§ Problem: Reproduce the news excerpt about the CIA cloud contract in full, word for word.

§ Excerpt provided:
AWS, Microsoft, Google, Oracle, and IBM can celebrate Thanksgiving safe in the knowledge they have won a place on the US Central Intelligence Agency’s lucrative Commercial Cloud Enterprise contract.
Thought to be worth tens of billions of US dollars, the contract is set to see the companies compete for business with the CIA and the 16 other intelligence community agencies.
“We are excited to work with the multiple industry partners awarded the Intelligence Community Commercial Cloud Enterprise (C2E) Cloud Service Provider contract and look forward to utilizing, alongside our IC colleagues, the expanded cloud capabilities resulting from this diversified partnership,” CIA spokeswoman Nicole de Haay told news outlet Nextgov.
The leading cloud vendors as well as IBM and Oracle have confirmed their places on the contract.
AWS was "honored", Microsoft "eager to serve", Oracle "privileged", and IBM and Google "proud", according to Nextgov.

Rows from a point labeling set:

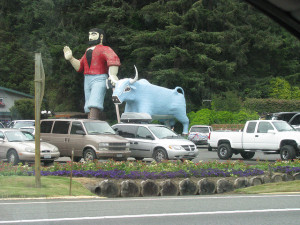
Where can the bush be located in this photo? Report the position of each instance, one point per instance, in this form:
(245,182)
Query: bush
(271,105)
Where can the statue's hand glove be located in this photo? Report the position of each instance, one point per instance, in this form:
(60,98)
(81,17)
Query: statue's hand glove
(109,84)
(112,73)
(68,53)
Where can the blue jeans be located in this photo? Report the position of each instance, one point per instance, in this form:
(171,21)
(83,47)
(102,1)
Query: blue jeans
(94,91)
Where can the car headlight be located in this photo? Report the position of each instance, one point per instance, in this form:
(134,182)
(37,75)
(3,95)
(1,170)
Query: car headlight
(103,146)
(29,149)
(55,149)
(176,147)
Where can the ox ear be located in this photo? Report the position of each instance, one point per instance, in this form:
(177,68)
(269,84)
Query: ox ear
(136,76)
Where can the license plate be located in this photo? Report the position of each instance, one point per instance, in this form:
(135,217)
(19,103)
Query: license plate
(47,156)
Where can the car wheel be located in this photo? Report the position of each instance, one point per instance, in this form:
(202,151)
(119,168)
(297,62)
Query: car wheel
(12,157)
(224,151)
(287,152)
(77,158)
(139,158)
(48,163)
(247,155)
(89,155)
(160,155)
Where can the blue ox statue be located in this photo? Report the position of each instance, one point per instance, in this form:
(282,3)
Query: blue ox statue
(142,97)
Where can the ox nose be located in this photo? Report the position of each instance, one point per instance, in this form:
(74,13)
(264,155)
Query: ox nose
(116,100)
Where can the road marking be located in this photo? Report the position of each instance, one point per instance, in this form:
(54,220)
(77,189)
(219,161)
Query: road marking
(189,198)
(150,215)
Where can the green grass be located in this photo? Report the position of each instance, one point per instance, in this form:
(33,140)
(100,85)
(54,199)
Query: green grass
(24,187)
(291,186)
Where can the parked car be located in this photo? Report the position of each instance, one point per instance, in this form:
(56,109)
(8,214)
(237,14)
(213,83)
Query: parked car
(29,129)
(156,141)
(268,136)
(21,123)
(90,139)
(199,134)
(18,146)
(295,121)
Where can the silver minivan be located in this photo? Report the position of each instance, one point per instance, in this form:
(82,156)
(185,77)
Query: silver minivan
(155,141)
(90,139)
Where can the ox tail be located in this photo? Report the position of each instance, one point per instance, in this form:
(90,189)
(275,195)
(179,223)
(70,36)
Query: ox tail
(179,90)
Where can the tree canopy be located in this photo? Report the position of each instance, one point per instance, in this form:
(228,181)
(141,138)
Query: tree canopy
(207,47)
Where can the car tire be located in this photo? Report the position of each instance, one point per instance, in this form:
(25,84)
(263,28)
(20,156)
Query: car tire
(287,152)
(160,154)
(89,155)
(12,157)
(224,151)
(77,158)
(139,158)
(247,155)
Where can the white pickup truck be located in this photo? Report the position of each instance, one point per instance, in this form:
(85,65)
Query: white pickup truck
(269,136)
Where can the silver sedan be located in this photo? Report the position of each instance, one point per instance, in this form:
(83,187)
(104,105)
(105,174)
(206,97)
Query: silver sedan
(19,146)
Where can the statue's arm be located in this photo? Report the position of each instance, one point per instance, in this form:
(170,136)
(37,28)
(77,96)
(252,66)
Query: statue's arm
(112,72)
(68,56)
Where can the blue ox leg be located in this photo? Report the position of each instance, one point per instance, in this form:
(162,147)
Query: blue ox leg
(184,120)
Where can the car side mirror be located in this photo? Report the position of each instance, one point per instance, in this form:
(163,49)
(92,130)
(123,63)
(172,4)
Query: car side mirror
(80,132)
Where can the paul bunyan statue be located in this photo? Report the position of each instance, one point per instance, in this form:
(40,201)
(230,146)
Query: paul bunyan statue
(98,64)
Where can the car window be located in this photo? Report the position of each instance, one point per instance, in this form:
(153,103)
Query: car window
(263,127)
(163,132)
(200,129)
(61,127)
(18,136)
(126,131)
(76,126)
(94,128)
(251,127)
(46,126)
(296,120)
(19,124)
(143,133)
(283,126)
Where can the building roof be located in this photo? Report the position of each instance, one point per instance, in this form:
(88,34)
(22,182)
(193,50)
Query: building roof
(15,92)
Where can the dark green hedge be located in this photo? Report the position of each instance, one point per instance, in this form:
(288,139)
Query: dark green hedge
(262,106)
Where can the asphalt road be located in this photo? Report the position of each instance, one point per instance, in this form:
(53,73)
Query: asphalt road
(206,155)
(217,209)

§ Solution to this task:
AWS, Microsoft, Google, Oracle, and IBM can celebrate Thanksgiving safe in the knowledge they have won a place on the US Central Intelligence Agency’s lucrative Commercial Cloud Enterprise contract.
Thought to be worth tens of billions of US dollars, the contract is set to see the companies compete for business with the CIA and the 16 other intelligence community agencies.
“We are excited to work with the multiple industry partners awarded the Intelligence Community Commercial Cloud Enterprise (C2E) Cloud Service Provider contract and look forward to utilizing, alongside our IC colleagues, the expanded cloud capabilities resulting from this diversified partnership,” CIA spokeswoman Nicole de Haay told news outlet Nextgov.
The leading cloud vendors as well as IBM and Oracle have confirmed their places on the contract.
AWS was "honored", Microsoft "eager to serve", Oracle "privileged", and IBM and Google "proud", according to Nextgov.